## Task objective
Format the rows below as a JSON list of strings, with one string per line and blank lines omitted.

Part of a data file:
◆ ◆ ◆

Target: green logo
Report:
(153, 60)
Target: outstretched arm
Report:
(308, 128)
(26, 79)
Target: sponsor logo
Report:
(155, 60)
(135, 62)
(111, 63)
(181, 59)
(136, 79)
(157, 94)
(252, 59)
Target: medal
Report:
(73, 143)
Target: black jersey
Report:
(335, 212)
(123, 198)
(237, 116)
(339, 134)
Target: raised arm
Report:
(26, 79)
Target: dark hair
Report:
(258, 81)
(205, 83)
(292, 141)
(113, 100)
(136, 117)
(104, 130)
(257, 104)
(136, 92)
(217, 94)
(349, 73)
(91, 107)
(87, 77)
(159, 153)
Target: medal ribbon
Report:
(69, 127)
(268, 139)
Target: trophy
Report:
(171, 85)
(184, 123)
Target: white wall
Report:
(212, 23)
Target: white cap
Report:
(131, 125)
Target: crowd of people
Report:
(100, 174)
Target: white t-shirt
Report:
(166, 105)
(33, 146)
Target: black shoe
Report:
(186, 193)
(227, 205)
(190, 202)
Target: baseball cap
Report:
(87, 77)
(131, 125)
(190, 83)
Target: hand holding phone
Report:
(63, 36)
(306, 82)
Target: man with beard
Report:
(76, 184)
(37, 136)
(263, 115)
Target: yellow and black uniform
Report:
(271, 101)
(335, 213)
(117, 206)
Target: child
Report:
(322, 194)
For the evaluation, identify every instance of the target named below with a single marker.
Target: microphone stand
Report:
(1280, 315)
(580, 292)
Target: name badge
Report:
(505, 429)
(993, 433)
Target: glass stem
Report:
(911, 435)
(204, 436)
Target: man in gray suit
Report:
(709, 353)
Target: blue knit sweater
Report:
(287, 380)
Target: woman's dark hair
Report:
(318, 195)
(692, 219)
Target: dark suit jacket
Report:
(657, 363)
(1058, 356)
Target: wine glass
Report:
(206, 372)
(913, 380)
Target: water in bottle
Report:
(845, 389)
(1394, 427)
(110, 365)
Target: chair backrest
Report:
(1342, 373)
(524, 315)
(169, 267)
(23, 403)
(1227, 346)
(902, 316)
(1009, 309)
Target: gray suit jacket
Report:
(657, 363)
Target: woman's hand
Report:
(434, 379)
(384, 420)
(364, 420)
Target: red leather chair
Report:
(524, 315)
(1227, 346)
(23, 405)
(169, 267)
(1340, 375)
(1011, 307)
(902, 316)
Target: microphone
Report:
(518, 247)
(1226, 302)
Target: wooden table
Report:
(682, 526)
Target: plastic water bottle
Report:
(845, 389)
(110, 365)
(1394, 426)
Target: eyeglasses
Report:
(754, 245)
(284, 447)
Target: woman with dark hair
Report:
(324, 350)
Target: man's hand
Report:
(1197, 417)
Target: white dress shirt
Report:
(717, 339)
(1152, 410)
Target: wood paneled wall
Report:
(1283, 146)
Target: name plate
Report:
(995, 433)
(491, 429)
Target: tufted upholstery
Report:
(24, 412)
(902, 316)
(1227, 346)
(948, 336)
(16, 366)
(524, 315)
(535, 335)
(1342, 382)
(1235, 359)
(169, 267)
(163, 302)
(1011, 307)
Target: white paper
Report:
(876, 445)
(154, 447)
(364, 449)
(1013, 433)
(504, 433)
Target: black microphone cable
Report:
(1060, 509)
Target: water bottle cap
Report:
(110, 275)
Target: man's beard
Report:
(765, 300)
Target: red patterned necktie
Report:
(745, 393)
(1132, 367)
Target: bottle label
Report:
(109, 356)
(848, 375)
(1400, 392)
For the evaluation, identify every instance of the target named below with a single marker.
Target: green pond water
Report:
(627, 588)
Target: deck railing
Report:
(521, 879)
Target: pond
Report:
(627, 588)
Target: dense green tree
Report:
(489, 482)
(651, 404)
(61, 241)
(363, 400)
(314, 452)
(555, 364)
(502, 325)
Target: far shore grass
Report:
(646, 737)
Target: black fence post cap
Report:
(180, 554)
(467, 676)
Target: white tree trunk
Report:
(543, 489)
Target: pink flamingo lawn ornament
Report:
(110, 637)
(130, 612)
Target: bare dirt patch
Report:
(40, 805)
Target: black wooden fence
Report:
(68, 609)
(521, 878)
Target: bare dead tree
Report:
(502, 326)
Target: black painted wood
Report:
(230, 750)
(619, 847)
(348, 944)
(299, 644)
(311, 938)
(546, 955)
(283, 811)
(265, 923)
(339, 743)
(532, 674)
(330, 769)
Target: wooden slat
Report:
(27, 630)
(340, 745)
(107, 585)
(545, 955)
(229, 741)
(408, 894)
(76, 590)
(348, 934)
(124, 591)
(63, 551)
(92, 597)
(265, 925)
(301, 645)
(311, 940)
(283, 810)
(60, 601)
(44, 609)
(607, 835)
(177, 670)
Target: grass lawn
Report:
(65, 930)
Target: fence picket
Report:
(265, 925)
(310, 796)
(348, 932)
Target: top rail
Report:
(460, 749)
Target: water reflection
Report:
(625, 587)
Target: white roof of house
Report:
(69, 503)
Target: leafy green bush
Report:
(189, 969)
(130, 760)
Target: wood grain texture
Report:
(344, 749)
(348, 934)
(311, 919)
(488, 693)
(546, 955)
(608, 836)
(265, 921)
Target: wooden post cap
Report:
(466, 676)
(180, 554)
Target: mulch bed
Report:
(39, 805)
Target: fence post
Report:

◆ ◆ ◆

## Full output
[
  "Target: green logo",
  "Report:",
  "(153, 60)",
  "Target: outstretched arm",
  "Report:",
  "(308, 128)",
  "(26, 79)",
  "Target: sponsor logo",
  "Report:",
  "(155, 60)",
  "(135, 62)",
  "(111, 63)",
  "(181, 59)",
  "(136, 79)",
  "(157, 94)",
  "(252, 59)",
  "Target: medal",
  "Report:",
  "(73, 143)",
  "Target: black jersey",
  "Report:",
  "(335, 212)",
  "(123, 198)",
  "(237, 116)",
  "(339, 134)",
  "Target: raised arm",
  "Report:",
  "(26, 79)",
  "Target: dark hair",
  "Report:",
  "(258, 81)",
  "(205, 83)",
  "(292, 141)",
  "(113, 100)",
  "(136, 117)",
  "(104, 130)",
  "(257, 104)",
  "(136, 92)",
  "(217, 94)",
  "(349, 73)",
  "(91, 107)",
  "(87, 77)",
  "(159, 153)",
  "Target: medal ribbon",
  "Report:",
  "(69, 127)",
  "(268, 139)",
  "Target: trophy",
  "Report:",
  "(171, 85)",
  "(184, 123)",
  "Target: white wall",
  "Report:",
  "(212, 23)",
  "Target: white cap",
  "Report:",
  "(131, 125)",
  "Target: crowd of people",
  "Report:",
  "(100, 174)",
  "Target: white t-shirt",
  "Report:",
  "(166, 105)",
  "(33, 146)",
  "Target: black shoe",
  "Report:",
  "(186, 193)",
  "(227, 205)",
  "(190, 202)",
  "Target: baseball cap",
  "Report:",
  "(87, 77)",
  "(131, 125)",
  "(190, 83)",
  "Target: hand holding phone",
  "Report:",
  "(63, 36)",
  "(306, 82)",
  "Target: man with beard",
  "Report:",
  "(76, 184)",
  "(37, 136)",
  "(263, 115)",
  "Target: yellow and black uniform",
  "Report:",
  "(271, 101)",
  "(335, 213)",
  "(117, 206)",
  "Target: child",
  "Report:",
  "(322, 194)",
  "For the evaluation, identify every instance of the target named below with a single marker.",
  "Target: microphone stand",
  "Report:",
  "(1280, 315)",
  "(580, 292)",
  "Target: name badge",
  "Report:",
  "(505, 429)",
  "(993, 433)",
  "Target: glass stem",
  "Report:",
  "(911, 435)",
  "(204, 436)",
  "Target: man in gray suit",
  "Report:",
  "(709, 353)",
  "Target: blue knit sweater",
  "Report:",
  "(287, 380)",
  "Target: woman's dark hair",
  "Report:",
  "(318, 195)",
  "(692, 219)",
  "Target: dark suit jacket",
  "Report:",
  "(657, 363)",
  "(1058, 356)",
  "Target: wine glass",
  "Report:",
  "(206, 372)",
  "(913, 380)",
  "Target: water in bottle",
  "Report:",
  "(845, 389)",
  "(1394, 427)",
  "(110, 365)",
  "Target: chair backrest",
  "Report:",
  "(1342, 373)",
  "(524, 315)",
  "(169, 267)",
  "(23, 403)",
  "(1227, 346)",
  "(902, 316)",
  "(1009, 309)",
  "Target: gray suit jacket",
  "Report:",
  "(657, 363)",
  "Target: woman's hand",
  "Report:",
  "(434, 379)",
  "(384, 420)",
  "(364, 420)",
  "Target: red leather chair",
  "Report:",
  "(524, 315)",
  "(1227, 346)",
  "(23, 405)",
  "(169, 267)",
  "(1340, 375)",
  "(1011, 307)",
  "(902, 316)",
  "Target: microphone",
  "Report:",
  "(518, 247)",
  "(1226, 302)",
  "Target: wooden table",
  "Report:",
  "(682, 526)",
  "Target: plastic water bottle",
  "Report:",
  "(845, 389)",
  "(110, 365)",
  "(1394, 426)",
  "Target: eyeglasses",
  "Report:",
  "(754, 245)",
  "(284, 447)",
  "Target: woman with dark hair",
  "Report:",
  "(324, 350)",
  "Target: man's hand",
  "Report:",
  "(1197, 417)",
  "Target: white dress shirt",
  "Report:",
  "(717, 339)",
  "(1152, 410)",
  "Target: wood paneled wall",
  "Report:",
  "(1283, 146)",
  "Target: name plate",
  "Report:",
  "(995, 433)",
  "(491, 429)",
  "Target: tufted upholstery",
  "Report:",
  "(24, 412)",
  "(902, 316)",
  "(1227, 346)",
  "(948, 336)",
  "(16, 366)",
  "(524, 315)",
  "(535, 335)",
  "(1342, 382)",
  "(1235, 359)",
  "(169, 267)",
  "(163, 302)",
  "(1011, 307)",
  "Target: white paper",
  "Report:",
  "(876, 445)",
  "(154, 447)",
  "(364, 449)",
  "(1013, 433)",
  "(504, 433)",
  "Target: black microphone cable",
  "Report:",
  "(1060, 509)",
  "Target: water bottle cap",
  "Report:",
  "(110, 275)",
  "Target: man's beard",
  "Report:",
  "(765, 300)",
  "Target: red patterned necktie",
  "Report:",
  "(745, 393)",
  "(1132, 367)",
  "Target: bottle label",
  "Report:",
  "(109, 356)",
  "(848, 375)",
  "(1400, 392)",
  "For the evaluation, identify every instance of the target named below with a single marker.",
  "Target: green pond water",
  "Report:",
  "(627, 588)",
  "Target: deck railing",
  "Report:",
  "(521, 879)",
  "Target: pond",
  "Report:",
  "(627, 588)",
  "Target: dense green tree",
  "Report:",
  "(489, 482)",
  "(651, 404)",
  "(61, 241)",
  "(363, 400)",
  "(314, 452)",
  "(555, 364)",
  "(502, 325)",
  "Target: far shore grass",
  "Report:",
  "(646, 737)",
  "Target: black fence post cap",
  "Report:",
  "(180, 554)",
  "(467, 676)",
  "Target: white tree trunk",
  "Report:",
  "(543, 489)",
  "Target: pink flamingo lawn ornament",
  "Report:",
  "(110, 637)",
  "(130, 612)",
  "Target: bare dirt patch",
  "Report:",
  "(40, 805)",
  "Target: black wooden fence",
  "Report:",
  "(68, 609)",
  "(521, 878)",
  "Target: bare dead tree",
  "Report:",
  "(502, 326)",
  "Target: black painted wood",
  "Report:",
  "(230, 750)",
  "(619, 847)",
  "(348, 944)",
  "(299, 644)",
  "(311, 938)",
  "(546, 955)",
  "(283, 811)",
  "(265, 923)",
  "(339, 743)",
  "(532, 674)",
  "(330, 769)",
  "Target: wooden slat",
  "Report:",
  "(27, 630)",
  "(340, 745)",
  "(107, 585)",
  "(545, 955)",
  "(229, 741)",
  "(408, 894)",
  "(76, 590)",
  "(348, 934)",
  "(124, 591)",
  "(63, 551)",
  "(92, 597)",
  "(265, 925)",
  "(301, 645)",
  "(311, 940)",
  "(283, 810)",
  "(60, 601)",
  "(44, 609)",
  "(607, 835)",
  "(177, 670)",
  "Target: grass lawn",
  "Report:",
  "(65, 930)",
  "Target: fence picket",
  "Report:",
  "(265, 925)",
  "(310, 796)",
  "(348, 932)",
  "Target: top rail",
  "Report:",
  "(460, 749)",
  "Target: water reflection",
  "Report:",
  "(625, 587)",
  "Target: white roof of house",
  "Report:",
  "(69, 503)",
  "Target: leafy green bush",
  "Report:",
  "(189, 969)",
  "(130, 760)",
  "Target: wood grain texture",
  "Report:",
  "(344, 749)",
  "(348, 934)",
  "(311, 919)",
  "(488, 693)",
  "(546, 955)",
  "(608, 836)",
  "(265, 921)",
  "Target: wooden post cap",
  "Report:",
  "(466, 676)",
  "(180, 554)",
  "Target: mulch bed",
  "Report:",
  "(39, 805)",
  "Target: fence post",
  "Report:"
]